» Stated goal
Rewrite the records from the line with "Where can the rolling" to the line with "<point>652,112</point>", both included, with the requests left as they are. In the answers only, multiply each point coordinate by 0.9 and round to a whole number, rounding halves up, while the requests and their sample points stay unchanged.

» Records for the exercise
———

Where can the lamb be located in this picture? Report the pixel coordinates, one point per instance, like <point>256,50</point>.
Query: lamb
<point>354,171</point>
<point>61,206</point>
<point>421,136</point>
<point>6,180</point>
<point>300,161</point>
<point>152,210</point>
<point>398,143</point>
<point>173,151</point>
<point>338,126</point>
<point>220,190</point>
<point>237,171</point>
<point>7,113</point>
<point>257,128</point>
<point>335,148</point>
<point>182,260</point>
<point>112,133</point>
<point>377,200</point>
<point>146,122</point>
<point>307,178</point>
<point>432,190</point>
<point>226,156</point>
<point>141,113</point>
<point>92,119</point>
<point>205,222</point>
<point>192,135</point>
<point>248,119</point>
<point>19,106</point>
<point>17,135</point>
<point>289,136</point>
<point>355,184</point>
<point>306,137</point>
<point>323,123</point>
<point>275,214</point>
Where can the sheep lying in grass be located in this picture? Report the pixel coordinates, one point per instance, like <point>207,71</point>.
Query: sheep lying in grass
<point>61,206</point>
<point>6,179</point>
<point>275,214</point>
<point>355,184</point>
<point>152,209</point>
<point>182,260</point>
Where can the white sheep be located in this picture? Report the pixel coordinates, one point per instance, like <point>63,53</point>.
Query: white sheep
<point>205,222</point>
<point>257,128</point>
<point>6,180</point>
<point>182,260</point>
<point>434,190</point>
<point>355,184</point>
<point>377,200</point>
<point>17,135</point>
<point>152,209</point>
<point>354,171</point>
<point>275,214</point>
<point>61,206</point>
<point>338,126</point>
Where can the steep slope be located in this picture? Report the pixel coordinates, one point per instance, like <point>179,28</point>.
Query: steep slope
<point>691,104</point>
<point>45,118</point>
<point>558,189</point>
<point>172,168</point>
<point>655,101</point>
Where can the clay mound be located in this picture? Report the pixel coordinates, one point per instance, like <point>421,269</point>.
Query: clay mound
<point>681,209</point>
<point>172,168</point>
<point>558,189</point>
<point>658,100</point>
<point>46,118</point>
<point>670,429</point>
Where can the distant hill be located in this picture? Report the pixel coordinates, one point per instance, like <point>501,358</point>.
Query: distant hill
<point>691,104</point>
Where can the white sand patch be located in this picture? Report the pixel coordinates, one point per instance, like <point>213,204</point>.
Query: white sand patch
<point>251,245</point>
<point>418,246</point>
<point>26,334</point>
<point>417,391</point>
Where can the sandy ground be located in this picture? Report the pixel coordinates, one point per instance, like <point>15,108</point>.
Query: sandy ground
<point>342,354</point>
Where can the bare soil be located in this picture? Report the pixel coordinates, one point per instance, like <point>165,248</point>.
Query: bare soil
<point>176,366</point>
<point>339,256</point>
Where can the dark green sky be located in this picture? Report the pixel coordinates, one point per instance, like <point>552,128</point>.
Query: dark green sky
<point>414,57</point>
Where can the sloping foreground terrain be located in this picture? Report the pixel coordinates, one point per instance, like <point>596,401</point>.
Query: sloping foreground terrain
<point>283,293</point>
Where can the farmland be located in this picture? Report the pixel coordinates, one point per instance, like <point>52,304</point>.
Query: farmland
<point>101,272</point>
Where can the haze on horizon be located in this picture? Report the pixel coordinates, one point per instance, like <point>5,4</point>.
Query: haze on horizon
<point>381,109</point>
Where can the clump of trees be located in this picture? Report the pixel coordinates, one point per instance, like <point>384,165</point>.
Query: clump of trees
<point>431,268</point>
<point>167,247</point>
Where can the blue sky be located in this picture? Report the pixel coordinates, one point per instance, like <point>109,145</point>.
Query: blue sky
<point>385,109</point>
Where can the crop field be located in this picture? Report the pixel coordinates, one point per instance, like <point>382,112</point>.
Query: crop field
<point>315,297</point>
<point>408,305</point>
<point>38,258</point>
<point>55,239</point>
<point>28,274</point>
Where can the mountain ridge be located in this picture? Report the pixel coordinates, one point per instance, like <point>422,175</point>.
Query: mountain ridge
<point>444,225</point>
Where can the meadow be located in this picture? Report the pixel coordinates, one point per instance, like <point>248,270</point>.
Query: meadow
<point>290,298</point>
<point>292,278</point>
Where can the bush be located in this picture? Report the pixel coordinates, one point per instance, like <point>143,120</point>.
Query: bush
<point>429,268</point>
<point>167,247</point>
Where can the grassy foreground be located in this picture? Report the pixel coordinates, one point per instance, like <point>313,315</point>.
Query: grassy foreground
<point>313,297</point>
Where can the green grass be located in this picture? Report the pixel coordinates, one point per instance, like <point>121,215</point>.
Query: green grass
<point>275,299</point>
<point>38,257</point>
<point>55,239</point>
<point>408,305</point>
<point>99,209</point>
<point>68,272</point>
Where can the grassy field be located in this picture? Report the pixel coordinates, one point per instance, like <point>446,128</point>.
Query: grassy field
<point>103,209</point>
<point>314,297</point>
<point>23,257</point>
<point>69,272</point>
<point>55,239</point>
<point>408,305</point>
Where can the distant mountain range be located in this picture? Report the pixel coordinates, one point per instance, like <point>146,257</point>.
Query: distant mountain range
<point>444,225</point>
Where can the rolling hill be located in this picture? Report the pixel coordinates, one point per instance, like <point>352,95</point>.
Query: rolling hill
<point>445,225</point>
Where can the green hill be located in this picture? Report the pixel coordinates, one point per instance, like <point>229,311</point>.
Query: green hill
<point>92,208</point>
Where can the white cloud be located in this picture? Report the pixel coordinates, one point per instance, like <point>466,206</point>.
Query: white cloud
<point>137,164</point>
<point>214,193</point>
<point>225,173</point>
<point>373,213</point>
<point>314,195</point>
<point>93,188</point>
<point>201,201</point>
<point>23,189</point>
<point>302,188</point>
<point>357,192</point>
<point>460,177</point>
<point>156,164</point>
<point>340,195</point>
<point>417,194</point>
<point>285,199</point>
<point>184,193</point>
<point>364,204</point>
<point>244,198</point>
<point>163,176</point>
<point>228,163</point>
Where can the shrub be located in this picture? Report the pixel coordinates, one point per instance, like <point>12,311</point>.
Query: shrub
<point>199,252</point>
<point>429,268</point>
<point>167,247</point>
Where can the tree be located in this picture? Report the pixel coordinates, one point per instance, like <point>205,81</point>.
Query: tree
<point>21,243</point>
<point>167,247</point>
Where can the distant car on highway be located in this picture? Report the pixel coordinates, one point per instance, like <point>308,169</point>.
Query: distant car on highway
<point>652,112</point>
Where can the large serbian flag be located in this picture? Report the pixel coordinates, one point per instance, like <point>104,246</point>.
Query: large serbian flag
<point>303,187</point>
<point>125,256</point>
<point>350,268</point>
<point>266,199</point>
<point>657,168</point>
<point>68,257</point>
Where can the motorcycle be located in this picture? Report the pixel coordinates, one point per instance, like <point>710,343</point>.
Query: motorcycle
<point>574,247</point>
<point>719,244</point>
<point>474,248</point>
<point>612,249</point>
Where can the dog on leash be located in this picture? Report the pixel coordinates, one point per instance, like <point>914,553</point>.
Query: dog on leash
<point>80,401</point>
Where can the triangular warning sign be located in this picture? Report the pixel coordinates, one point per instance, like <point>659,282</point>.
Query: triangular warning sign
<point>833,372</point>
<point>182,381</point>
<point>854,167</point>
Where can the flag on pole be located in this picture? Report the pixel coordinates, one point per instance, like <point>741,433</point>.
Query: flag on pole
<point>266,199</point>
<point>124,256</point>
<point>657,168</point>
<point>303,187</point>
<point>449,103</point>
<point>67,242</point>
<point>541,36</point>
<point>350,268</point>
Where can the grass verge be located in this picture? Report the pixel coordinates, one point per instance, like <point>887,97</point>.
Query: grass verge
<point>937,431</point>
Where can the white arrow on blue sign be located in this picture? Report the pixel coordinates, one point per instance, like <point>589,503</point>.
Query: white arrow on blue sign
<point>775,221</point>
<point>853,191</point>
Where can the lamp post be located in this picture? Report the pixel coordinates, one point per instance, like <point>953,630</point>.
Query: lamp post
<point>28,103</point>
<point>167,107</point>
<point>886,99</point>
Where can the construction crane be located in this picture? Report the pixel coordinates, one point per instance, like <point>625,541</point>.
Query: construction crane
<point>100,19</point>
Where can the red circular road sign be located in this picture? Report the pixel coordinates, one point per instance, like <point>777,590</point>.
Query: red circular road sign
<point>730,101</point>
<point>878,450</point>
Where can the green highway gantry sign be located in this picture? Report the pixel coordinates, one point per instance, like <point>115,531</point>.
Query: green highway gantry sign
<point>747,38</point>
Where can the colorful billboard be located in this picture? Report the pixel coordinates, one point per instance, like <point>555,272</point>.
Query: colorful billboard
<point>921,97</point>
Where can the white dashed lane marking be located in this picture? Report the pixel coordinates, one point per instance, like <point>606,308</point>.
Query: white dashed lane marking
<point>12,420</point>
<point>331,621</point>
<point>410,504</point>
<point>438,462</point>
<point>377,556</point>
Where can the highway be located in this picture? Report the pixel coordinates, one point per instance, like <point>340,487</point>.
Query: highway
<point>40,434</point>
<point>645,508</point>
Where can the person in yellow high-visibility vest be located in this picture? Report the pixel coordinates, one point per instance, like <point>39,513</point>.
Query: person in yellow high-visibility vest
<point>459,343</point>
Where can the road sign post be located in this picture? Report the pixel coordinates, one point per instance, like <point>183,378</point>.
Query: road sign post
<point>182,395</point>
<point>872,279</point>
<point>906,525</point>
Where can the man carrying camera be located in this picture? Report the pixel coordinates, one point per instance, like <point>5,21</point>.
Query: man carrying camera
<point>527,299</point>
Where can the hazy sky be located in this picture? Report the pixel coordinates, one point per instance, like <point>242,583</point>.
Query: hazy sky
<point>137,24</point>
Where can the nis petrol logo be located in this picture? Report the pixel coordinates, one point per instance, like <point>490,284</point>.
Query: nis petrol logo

———

» In response
Where can the rolling hill be located in this picture? Report the pixel coordinates, one point per instance, like <point>352,95</point>.
Query: rolling hill
<point>401,203</point>
Where can the green hill be located in this picture? Report the pixel coordinates, one point per instance, like <point>229,311</point>.
Query: green hill
<point>83,187</point>
Where can the white cloud be located in this picture? Report the pixel coordinates, one point per instance, like <point>466,206</point>.
Query: white cloud
<point>123,148</point>
<point>193,174</point>
<point>203,156</point>
<point>336,192</point>
<point>283,176</point>
<point>84,169</point>
<point>181,181</point>
<point>21,170</point>
<point>272,169</point>
<point>321,173</point>
<point>414,159</point>
<point>140,148</point>
<point>306,176</point>
<point>375,175</point>
<point>257,179</point>
<point>166,174</point>
<point>328,184</point>
<point>220,178</point>
<point>147,158</point>
<point>205,147</point>
Where can the shrub be located in this picture? Report the pixel coordinates, one point per instance, like <point>12,311</point>.
Query: shrub
<point>179,227</point>
<point>386,241</point>
<point>150,222</point>
Where can the tree be located in this picture? Report the pixel coordinates, one point per instance, like <point>205,81</point>.
Query: tree
<point>19,219</point>
<point>150,222</point>
Where can the distant car on highway be located in this picture? Report the pixel coordinates, one point per instance, like <point>308,169</point>.
Query: distant car on highway
<point>587,101</point>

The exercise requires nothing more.